### [ARTICLE]
========================

Conférence ACS 2011 : confirmations et nouvelles alertes
La conférence « Advanced Controller Systems » traite de la cybersécurité du contrôle-commande. Elle est organisée annuellement par Joe Weiss, et la session de 2011 vient de se tenir du 20 au 22 septembre.
Cette conférence a confirmé l’ampleur des découvertes de failles dont je me suis fait l’écho sur ce blog, avec les réactions de certains éditeurs et des autorités etats-uniennes.
Par ailleurs, de nouvelles alertes sont lancées : différentes sources ont fait état de tentatives multiples d’intrusion dans des systèmes de contrôle-commande, dont certaines avec succès.
Je reprends ici les points-clés des interventions en les mettant en perspective. Les versions originales (en anglais) des points clés proviennent du blog de Joe Weiss.
Revue de l’actualité depuis l’an dernier
Ralph Langer a rappelé les points clés concernant son analyse de Stuxnet (présentée sur son blog), et confirmé que de nombreuses vulnérabilités sont « génériques » et peuvent être utilisées contre de nombreuses cibles (pas seulement Siemens), et souvent avec des « exploits » réduits à quelques lignes de code, et difficiles à contrer.

========================

### [EXERCICES À FAIRE]
1. Relevez, s'il vous plaît, toutes les expressions placées entre guillemets « » dans l'article sur la conférence ACS 2011.
2. Poursuivez l'article sur la conférence ACS 2011 à la suite de sa dernière phrase.
Les entrées ne servent à rien ici.

(Entrées d'étiquetage de régions)
========================

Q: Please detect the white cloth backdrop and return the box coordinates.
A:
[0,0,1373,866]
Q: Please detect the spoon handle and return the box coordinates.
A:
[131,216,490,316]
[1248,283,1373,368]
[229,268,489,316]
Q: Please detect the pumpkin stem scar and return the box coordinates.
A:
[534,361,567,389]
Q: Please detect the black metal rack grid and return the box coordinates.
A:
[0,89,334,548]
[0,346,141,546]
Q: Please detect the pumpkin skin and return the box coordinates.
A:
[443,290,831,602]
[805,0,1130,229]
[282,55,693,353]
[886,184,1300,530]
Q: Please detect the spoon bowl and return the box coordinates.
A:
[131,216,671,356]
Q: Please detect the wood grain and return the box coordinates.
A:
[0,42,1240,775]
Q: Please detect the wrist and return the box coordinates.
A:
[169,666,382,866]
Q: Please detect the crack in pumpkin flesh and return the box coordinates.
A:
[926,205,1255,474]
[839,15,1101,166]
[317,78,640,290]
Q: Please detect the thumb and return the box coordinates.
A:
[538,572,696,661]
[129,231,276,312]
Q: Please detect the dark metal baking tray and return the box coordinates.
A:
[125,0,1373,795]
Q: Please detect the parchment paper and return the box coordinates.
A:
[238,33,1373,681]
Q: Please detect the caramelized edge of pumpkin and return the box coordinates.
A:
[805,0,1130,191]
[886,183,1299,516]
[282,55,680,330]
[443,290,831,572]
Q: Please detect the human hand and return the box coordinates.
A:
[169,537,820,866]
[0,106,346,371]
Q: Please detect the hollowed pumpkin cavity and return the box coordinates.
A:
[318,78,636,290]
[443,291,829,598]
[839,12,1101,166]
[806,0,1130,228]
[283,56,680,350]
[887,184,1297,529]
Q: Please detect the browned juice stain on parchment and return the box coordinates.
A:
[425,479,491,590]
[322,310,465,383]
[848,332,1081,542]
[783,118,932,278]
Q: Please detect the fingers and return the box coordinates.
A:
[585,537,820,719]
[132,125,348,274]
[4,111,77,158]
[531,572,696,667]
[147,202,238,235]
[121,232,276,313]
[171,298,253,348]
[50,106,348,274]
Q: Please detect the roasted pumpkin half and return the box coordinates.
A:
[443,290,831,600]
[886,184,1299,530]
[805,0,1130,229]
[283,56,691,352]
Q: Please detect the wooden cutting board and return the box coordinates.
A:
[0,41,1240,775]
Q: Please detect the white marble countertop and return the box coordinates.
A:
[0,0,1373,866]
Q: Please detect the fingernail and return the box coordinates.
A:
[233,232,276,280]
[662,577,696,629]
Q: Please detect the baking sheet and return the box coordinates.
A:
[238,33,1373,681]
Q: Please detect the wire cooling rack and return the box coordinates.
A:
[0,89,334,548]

========================

### [RÉPONSES ATTENDUES]
1. « Advanced Controller Systems », « génériques », « exploits »

2.
- NDLR : la thèse développée par Herr Langer, et partagée par d’autres experts, est que Stuxnet a non seulement servi de « proof of concept » démontrant les possibilités de cyber-attaques industrielles, mais a également diffusé un ensemble de code ré-exploitable : le code « source » de Stuxnet est en effet disponible sur internet (en réalité, il s’agit « désassemblage » en C, peu exploitable directement dans la version diffusée).
Une démonstration d’attaque et de détection d’intrusion sur un protocole série a été faite.
- NDLR : Joe Weiss communique sur le risque lié aux attaques sur les protocoles série. Il est un peu seul à le faire, en effet, la nécessité de localisation physique à proximité des équipements attaqués en fait objectivement un vecteur d’attaque improbable.
Etat des lieux et réactions des différents parties
Voici une sélection des informations présentées lors de la conférence sur ces sujets :
- Un « électricien » (i.e. une société opérant des centrales) états-unien a indiqué aller au delà de NERC CIP à la demande de son comité exécutif.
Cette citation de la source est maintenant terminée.